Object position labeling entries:
>> Start

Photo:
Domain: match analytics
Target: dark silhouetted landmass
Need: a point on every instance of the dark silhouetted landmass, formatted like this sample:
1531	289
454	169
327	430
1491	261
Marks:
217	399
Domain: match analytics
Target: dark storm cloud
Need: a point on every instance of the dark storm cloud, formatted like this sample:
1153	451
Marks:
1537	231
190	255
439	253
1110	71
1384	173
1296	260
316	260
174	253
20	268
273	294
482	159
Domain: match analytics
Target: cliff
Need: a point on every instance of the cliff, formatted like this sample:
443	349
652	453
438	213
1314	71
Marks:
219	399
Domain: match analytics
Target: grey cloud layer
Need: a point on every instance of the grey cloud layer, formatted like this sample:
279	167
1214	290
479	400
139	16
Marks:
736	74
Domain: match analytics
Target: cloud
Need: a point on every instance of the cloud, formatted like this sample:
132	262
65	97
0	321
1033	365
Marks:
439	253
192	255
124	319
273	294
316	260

>> End
>> Start

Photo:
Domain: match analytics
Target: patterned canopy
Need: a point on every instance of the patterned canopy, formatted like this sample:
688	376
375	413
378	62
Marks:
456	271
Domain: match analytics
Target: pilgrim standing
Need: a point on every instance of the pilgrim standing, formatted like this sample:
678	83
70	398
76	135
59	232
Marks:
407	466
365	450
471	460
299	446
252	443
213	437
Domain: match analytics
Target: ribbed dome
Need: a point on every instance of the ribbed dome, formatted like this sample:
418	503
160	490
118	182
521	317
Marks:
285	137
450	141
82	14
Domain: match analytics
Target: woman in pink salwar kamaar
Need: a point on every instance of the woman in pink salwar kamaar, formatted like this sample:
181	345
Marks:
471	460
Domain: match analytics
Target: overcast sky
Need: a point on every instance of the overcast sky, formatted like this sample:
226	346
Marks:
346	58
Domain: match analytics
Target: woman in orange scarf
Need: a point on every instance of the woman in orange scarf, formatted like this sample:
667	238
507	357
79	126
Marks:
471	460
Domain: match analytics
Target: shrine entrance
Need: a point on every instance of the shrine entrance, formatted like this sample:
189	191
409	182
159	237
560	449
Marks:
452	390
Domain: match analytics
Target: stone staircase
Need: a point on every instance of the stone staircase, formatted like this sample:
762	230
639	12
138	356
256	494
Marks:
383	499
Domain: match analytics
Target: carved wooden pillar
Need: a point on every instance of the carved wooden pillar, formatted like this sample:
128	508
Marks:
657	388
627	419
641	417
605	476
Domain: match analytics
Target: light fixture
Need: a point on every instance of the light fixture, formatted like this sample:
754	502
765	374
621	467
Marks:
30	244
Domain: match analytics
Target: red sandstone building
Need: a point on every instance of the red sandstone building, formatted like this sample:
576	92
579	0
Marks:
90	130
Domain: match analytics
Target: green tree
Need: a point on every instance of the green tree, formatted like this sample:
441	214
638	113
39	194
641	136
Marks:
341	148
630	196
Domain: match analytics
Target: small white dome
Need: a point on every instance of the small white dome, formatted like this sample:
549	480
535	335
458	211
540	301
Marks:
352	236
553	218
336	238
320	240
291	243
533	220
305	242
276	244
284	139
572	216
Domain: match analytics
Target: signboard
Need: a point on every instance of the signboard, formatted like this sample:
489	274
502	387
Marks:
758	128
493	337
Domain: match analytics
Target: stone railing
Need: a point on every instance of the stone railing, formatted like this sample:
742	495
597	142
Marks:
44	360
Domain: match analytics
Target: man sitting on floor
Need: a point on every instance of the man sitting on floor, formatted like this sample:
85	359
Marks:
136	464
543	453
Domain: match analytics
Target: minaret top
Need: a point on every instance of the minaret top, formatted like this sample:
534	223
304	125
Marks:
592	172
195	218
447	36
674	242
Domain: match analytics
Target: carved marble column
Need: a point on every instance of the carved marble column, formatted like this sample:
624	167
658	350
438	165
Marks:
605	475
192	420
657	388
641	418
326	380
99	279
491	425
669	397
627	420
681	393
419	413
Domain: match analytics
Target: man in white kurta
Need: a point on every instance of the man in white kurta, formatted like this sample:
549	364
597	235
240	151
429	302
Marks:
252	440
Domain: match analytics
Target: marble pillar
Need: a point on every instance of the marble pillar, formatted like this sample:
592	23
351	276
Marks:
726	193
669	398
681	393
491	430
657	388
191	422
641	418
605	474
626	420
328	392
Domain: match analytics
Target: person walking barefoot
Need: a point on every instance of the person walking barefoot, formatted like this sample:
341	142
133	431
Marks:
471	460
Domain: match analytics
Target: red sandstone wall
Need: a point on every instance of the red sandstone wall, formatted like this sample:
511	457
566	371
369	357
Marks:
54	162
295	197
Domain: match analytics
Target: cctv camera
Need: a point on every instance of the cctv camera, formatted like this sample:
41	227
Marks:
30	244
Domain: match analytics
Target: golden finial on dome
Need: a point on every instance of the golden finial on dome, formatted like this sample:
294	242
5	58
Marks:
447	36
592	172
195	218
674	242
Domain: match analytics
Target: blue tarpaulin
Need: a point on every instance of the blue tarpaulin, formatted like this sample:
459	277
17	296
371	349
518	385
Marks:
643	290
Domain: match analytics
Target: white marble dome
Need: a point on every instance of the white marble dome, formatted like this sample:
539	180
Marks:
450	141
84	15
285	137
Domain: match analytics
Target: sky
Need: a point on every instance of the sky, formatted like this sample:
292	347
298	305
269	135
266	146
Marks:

>> End
>> Start

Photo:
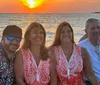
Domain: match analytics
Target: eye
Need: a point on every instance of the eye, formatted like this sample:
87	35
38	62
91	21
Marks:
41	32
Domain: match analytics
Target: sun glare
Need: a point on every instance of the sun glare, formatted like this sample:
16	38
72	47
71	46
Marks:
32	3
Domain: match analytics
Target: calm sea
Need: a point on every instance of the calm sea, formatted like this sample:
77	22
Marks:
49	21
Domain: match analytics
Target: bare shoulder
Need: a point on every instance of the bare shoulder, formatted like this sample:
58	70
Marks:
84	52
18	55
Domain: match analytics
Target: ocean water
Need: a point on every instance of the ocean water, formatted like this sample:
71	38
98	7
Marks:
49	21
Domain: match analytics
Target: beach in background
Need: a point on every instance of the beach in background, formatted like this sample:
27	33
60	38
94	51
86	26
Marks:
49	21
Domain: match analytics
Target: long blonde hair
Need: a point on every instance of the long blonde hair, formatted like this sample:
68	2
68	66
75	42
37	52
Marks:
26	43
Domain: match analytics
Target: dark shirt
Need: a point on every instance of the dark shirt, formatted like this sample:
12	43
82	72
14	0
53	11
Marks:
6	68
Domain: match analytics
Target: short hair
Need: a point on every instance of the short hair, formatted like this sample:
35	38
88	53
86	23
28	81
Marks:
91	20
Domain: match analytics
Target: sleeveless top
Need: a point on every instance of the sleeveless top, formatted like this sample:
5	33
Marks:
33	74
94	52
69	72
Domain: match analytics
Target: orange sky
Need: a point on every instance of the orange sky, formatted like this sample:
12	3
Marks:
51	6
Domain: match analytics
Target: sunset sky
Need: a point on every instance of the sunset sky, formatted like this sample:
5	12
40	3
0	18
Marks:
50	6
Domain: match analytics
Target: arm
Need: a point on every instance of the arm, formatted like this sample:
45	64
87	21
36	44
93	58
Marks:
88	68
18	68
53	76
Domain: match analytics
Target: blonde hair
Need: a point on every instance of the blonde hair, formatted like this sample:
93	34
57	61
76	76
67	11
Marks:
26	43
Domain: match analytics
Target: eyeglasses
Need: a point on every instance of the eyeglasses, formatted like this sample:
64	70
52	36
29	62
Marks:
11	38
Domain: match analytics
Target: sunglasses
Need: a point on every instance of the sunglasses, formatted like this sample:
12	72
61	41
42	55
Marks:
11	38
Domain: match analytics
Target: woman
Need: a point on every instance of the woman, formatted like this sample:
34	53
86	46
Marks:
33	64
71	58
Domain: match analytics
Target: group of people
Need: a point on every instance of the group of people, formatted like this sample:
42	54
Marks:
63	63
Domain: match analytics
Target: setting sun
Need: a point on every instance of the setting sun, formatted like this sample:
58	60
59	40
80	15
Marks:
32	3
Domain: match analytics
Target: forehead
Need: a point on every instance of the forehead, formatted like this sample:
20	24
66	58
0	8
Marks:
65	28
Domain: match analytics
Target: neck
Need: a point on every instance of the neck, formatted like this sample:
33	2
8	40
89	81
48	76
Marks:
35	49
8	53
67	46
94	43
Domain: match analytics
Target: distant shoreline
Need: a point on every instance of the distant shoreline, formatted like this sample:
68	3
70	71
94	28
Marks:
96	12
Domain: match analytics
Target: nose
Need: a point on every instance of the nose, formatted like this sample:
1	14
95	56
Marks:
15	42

>> End

Work instructions: Show every line of the data above that contains the word "railing".

Expected answer:
Target: stone railing
Need: a point on every instance of the stone railing, formatted like this sample:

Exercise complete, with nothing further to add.